GOAL ::
Which lines in the data below contain the string "yellowing"? Pull out each of them and copy it in full.

Start of DATASET ROWS

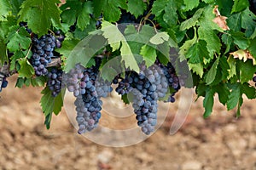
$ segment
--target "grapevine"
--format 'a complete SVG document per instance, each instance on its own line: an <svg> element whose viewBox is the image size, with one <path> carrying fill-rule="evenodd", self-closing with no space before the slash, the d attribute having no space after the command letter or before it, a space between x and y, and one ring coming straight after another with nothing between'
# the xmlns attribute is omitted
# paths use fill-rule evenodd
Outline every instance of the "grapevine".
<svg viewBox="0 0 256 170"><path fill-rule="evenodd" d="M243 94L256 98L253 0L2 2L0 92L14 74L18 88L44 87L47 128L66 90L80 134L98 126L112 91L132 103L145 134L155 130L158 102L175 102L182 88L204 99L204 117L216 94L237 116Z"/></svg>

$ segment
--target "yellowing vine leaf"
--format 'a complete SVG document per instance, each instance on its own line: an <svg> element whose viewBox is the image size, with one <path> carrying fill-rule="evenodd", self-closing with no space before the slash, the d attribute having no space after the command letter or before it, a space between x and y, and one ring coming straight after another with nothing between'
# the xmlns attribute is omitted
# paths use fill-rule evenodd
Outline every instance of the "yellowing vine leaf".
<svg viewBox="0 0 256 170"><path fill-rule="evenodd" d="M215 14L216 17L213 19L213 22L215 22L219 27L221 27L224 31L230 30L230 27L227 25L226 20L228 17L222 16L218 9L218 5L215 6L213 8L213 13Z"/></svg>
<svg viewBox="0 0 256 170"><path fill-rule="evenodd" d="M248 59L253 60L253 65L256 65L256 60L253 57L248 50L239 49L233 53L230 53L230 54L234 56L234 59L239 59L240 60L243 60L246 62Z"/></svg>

End of DATASET ROWS
Start of DATASET ROWS

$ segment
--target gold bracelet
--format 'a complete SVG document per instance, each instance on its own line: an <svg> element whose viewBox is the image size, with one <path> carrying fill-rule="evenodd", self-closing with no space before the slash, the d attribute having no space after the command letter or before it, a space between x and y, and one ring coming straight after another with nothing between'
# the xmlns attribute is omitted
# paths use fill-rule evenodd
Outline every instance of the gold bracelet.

End of DATASET ROWS

EXERCISE ANSWER ::
--target "yellowing vine leaf"
Outline every instance of the "yellowing vine leaf".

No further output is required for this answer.